Give the lines again exactly, from the one holding "Target: drain grate" to the last line of the listing below, both ends included and nothing added.

+ + + + + + +

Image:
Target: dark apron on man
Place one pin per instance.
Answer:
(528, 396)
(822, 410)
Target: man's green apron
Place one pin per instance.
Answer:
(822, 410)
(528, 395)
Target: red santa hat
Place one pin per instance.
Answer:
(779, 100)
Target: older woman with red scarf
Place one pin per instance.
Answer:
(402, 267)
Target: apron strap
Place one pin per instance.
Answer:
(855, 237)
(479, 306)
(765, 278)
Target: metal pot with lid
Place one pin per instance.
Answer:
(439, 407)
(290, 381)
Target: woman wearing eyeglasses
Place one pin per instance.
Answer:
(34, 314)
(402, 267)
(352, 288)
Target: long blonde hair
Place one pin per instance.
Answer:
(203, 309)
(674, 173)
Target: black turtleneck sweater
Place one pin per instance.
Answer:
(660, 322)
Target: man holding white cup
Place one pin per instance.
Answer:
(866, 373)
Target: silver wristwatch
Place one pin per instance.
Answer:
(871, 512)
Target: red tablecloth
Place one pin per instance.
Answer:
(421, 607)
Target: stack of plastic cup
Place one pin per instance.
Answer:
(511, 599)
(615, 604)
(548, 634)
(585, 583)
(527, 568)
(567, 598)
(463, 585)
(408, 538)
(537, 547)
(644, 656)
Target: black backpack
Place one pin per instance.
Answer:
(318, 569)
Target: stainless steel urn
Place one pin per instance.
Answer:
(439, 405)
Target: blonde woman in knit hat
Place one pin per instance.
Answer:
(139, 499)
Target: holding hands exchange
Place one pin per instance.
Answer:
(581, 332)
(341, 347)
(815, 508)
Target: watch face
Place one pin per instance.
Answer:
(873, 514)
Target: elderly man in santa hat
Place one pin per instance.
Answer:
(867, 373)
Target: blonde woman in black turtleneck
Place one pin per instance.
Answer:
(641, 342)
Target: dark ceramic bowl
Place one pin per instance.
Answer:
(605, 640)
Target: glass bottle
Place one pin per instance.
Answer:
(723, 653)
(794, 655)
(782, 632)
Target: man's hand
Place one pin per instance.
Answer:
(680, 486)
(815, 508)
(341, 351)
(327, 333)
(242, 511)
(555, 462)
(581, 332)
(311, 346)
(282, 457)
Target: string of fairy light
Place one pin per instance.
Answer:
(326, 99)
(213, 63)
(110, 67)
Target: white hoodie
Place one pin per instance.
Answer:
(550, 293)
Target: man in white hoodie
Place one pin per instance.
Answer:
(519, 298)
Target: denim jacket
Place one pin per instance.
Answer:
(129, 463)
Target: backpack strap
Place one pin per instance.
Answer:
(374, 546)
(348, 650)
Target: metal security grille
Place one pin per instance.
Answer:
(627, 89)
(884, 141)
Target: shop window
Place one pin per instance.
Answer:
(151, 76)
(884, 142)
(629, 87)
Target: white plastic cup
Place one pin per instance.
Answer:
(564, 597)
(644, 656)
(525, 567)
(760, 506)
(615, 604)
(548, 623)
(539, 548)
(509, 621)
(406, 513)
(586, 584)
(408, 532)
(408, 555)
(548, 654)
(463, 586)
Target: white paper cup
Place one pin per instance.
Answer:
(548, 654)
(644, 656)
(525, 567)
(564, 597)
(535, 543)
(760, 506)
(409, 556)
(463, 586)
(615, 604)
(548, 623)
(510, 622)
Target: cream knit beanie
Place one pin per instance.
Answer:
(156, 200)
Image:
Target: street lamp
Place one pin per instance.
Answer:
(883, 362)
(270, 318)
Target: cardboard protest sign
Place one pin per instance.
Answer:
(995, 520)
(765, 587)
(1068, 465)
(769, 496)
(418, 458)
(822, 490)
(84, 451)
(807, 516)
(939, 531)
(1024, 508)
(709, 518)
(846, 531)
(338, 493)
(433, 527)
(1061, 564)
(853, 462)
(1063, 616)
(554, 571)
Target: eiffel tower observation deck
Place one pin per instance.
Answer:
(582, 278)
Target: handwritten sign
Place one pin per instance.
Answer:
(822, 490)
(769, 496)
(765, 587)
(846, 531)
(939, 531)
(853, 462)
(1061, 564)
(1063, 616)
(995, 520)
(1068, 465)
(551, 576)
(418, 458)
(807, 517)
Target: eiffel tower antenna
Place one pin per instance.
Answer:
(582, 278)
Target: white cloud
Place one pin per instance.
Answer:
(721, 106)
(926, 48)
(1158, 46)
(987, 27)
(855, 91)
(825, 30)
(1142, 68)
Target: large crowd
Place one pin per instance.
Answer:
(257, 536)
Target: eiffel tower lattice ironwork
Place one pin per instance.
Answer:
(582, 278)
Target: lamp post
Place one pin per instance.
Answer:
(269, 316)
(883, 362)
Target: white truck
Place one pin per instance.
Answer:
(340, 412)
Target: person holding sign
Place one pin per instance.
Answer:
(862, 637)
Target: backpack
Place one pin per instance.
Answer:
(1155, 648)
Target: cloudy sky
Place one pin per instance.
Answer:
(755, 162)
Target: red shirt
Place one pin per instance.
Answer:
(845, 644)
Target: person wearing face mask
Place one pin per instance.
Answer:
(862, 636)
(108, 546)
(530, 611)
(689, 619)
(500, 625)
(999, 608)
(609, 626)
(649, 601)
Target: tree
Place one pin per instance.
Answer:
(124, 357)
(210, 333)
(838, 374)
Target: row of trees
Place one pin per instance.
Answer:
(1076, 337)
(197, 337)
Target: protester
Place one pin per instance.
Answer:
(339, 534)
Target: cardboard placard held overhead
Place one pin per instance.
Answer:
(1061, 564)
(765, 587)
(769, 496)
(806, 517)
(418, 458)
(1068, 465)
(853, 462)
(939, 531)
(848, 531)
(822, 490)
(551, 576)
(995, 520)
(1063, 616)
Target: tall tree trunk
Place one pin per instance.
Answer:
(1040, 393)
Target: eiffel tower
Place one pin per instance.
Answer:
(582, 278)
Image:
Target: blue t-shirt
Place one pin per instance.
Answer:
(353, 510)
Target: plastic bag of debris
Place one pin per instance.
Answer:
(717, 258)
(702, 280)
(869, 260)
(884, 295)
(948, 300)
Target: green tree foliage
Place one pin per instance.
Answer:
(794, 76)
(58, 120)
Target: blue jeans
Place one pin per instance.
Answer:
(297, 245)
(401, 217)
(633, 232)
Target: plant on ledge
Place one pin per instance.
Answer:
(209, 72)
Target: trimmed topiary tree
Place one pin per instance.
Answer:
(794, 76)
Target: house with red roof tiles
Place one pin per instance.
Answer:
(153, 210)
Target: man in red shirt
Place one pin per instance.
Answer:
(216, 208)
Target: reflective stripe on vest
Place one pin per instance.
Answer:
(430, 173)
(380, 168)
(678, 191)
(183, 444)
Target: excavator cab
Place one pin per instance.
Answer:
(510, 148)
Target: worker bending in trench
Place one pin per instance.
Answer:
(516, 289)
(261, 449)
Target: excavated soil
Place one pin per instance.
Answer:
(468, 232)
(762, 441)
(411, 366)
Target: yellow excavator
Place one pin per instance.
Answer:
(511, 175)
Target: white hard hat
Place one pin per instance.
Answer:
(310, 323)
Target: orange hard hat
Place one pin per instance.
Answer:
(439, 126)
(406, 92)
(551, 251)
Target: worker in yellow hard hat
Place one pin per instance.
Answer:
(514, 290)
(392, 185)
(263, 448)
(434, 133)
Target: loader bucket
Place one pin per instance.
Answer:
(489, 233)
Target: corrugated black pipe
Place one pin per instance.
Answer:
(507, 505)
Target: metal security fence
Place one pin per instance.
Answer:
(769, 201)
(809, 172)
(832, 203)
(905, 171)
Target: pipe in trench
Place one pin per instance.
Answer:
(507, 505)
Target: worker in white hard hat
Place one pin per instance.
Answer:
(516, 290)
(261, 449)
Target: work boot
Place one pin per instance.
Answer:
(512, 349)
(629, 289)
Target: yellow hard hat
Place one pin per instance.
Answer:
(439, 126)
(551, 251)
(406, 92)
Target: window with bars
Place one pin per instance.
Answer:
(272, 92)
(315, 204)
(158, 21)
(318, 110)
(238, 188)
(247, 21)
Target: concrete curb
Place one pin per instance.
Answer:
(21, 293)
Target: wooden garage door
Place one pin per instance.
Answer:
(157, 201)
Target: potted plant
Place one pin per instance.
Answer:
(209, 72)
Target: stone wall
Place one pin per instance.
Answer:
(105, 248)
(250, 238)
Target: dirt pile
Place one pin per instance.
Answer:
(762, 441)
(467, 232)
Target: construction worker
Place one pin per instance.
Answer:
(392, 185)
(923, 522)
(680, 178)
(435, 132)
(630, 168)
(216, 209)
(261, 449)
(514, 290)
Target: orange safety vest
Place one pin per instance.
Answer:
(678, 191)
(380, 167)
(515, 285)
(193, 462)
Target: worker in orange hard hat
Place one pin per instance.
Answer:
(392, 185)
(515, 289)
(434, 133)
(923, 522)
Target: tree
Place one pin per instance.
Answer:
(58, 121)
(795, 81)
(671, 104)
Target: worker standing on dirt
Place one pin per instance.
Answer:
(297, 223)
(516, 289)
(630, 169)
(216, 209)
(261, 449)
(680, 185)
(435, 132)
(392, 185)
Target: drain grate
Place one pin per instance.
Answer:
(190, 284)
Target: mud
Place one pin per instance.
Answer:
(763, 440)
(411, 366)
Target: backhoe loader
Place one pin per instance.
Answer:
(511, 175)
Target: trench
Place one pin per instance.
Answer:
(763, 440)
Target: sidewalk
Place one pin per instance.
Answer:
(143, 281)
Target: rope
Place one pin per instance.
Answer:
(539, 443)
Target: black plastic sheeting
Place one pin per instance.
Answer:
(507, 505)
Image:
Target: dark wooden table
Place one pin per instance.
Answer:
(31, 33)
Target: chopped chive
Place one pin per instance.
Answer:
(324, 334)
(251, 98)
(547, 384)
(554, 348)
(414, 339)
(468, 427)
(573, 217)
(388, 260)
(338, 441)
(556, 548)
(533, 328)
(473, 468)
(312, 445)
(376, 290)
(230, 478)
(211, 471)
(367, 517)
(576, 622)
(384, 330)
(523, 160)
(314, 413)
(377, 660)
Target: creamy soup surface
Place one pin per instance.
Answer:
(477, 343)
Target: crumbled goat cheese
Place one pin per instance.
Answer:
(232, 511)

+ + + + + + +

- _Exercise result_
Target: drain grate
Place one pin per instance.
Answer:
(190, 284)
Target: mud
Place one pin per instance.
Answer:
(763, 440)
(411, 366)
Target: backhoe loader
Place one pin per instance.
Answer:
(511, 175)
Target: trench
Place one pin per instance.
Answer:
(763, 440)
Target: sidewalk
Place one pin per instance.
Answer:
(143, 281)
Target: rope
Place one pin per instance.
Answer:
(539, 443)
Target: black plastic sheeting
Place one pin per instance.
Answer:
(507, 505)
Image:
Target: dark wooden table
Place one pin per instance.
Answer:
(31, 33)
Target: chopped chive
Place one pin per instance.
Answer:
(324, 334)
(251, 98)
(547, 384)
(554, 348)
(414, 339)
(468, 427)
(573, 217)
(388, 260)
(338, 441)
(556, 548)
(533, 328)
(473, 468)
(312, 445)
(376, 290)
(230, 478)
(211, 471)
(367, 517)
(576, 622)
(384, 330)
(523, 160)
(314, 413)
(377, 660)
Target: creamy soup surface
Place one pin per instance.
Answer:
(477, 343)
Target: crumbled goat cheese
Place one pin per instance.
Answer:
(232, 511)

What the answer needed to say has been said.